PROBLEM SET.
1. According to the text on Python string formatting, which kind of argument must come first when positional and keyword arguments are combined?
2. Update the string-formatting text, beginning at the words "#### Alignment" and stopping after "pretty('Beauty and the Beast', 10)". Replace "pretty" with "show_votes" wherever it occurs in that span.

EXTRACT TO READ.
+++++
Putting your values into tables or other nice looking strings.

`"A string with formatting instructions".format(some, values, to, put, in, string)`

In [None]:
"The movie '{}' got {} votes".format('Beauty and the Beast', 10)

In [None]:
def pretty(val1, val2):
    print("The movie '"+ val1 +"' got "+ val2 +" votes.")

pretty('Beauty and the Beast', '10')
pretty('It', '10000')

In [None]:
def pretty(val1, val2):
    print("{:20} got {:^10} votes.".format(val1, val2))

    
pretty('Beauty and Beast', '10')
pretty('It', '10000')

In [None]:
def prettyheader(val1, val2):
    print('|{:-^20}|{:-^20}|'.format(val1, val2))


prettyheader("Movie", "Votes")
pretty('Beauty and Beast', '10')
pretty('It', '10000')

In [None]:
"some text, some values here: {} and here: {}".format(42, "value")

#### Positional arguments

In [None]:
"The movie '{}' got {} votes.".format("Beauty and the Beast", "10")

In [None]:
"The movie '{0}' got {1} votes.".format("Beauty and the Beast", "10")

In [None]:
"The movie '{1}' got {1} votes.".format("Beauty and the Beast", "10")

In [None]:
"The movie '{3}' got {43} votes.".format("Beauty and the Beast", "10")

#### Keyword arguments

In [None]:
"The movie '{movie}' got {number} votes.".format(movie="Beauty and the Beast", number="10")

In [None]:
"The movie '{movie}' got {movie} votes.".format(movie="Beauty and the Beast", number="10")

In [None]:
"The movie '{0}' got {1} votes.".format(movie="Beauty and the Beast", number="10")

In [None]:
"The movie '{0}' got {number} votes.".format("Beauty and the Beast", number="10")

Positional arguments comes first, keyword arguments after!

In [None]:
"The movie '{movie}' got {1} votes.".format(movie="Beauty and the Beast", "10")

### Printing a table

#### Field width

In [None]:
"The movie '{movie:30}' got {number:10} votes.".format(movie="Beauty and the Beast", number="10")

#### Alignment

In [None]:
"The movie '{movie:<30}' got {number:>10} votes.".format(movie="Beauty and the Beast", number="10")

In [None]:
"The movie '{movie:^30}' got {number:^10} votes.".format(movie="Beauty and the Beast", number="10")

In [None]:
def pretty(val1, val2):
    print("{:20} got {:^10} votes.".format(val1, val2))
pretty('Beauty and the Beast', 10)
pretty('It', 10000)

### Printing a table

#### Filling

In [None]:
"The movie '{movie:_<30}' got {number:*^10} votes.".format(movie="Beauty and the Beast", number="10")
+++++
EXERCISE DATA.
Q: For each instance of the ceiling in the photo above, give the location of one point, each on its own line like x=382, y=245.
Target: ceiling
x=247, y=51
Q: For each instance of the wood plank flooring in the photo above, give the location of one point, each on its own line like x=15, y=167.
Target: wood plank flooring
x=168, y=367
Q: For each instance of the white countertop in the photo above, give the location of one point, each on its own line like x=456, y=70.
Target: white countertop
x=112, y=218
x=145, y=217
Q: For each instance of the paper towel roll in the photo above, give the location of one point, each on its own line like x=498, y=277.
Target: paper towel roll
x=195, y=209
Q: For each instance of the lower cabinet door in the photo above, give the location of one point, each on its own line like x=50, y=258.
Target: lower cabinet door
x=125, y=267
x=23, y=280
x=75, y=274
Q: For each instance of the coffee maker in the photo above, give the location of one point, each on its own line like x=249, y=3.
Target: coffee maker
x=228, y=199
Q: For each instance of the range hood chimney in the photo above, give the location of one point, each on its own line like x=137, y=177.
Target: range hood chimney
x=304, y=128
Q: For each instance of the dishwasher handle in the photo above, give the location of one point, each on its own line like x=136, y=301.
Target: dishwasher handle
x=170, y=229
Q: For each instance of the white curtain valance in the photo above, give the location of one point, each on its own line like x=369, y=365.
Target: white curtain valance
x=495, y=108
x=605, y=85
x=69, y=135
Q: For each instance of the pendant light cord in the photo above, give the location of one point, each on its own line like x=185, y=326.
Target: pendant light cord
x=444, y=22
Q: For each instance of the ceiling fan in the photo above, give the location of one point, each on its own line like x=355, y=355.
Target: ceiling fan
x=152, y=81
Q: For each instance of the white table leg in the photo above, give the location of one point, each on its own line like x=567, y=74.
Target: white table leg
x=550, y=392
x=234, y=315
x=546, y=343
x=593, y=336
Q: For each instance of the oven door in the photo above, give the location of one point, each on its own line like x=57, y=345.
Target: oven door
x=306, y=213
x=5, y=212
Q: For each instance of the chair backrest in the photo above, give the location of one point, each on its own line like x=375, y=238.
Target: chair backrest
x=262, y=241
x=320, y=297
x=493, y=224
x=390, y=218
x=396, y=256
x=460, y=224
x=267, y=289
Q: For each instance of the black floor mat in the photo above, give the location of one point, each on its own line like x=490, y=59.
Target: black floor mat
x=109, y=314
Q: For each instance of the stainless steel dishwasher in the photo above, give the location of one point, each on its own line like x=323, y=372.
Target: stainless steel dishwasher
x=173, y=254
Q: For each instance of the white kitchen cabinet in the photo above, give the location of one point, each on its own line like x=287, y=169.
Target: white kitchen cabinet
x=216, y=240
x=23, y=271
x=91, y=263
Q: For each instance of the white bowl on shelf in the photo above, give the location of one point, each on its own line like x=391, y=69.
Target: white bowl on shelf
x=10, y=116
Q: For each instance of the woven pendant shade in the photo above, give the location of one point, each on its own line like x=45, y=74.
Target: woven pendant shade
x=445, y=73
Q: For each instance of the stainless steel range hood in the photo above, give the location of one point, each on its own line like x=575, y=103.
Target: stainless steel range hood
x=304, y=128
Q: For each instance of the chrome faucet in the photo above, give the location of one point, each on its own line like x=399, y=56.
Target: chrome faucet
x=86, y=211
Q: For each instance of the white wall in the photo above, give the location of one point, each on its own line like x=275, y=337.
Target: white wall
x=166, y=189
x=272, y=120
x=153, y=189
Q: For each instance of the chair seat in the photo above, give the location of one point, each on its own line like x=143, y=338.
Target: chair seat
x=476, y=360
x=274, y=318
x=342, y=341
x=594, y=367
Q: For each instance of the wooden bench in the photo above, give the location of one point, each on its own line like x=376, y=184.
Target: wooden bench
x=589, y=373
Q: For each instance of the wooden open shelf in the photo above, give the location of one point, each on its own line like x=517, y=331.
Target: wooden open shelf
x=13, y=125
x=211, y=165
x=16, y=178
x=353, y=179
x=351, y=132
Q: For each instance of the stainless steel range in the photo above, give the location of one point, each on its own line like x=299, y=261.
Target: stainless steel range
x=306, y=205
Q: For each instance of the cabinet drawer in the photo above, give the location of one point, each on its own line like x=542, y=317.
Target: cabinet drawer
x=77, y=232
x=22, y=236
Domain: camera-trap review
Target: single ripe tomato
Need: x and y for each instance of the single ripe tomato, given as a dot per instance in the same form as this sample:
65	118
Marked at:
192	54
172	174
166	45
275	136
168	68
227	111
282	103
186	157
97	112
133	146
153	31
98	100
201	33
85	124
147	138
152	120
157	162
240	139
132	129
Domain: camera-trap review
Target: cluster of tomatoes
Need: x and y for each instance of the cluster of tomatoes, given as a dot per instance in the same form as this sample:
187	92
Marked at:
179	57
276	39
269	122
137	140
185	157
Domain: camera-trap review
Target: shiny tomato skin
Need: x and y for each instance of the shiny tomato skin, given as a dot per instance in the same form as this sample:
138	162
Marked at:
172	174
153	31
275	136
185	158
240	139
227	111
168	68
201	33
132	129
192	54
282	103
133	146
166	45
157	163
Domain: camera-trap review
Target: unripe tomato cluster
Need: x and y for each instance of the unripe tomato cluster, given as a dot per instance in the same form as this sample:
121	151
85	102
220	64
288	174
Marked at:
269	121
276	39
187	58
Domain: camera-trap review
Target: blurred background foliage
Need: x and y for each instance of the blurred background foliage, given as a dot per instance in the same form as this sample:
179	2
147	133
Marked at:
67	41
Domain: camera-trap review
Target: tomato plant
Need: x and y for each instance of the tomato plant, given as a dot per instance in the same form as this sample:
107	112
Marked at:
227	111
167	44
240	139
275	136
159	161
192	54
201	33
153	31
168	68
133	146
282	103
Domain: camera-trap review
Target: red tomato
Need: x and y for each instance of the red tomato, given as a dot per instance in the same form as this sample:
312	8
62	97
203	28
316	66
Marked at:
+++++
REPLIES.
1. Positional arguments come first, with keyword arguments after them.

2.
#### Alignment

In [None]:
"The movie '{movie:<30}' got {number:>10} votes.".format(movie="Beauty and the Beast", number="10")

In [None]:
"The movie '{movie:^30}' got {number:^10} votes.".format(movie="Beauty and the Beast", number="10")

In [None]:
def show_votes(val1, val2):
    print("{:20} got {:^10} votes.".format(val1, val2))
show_votes('Beauty and the Beast', 10)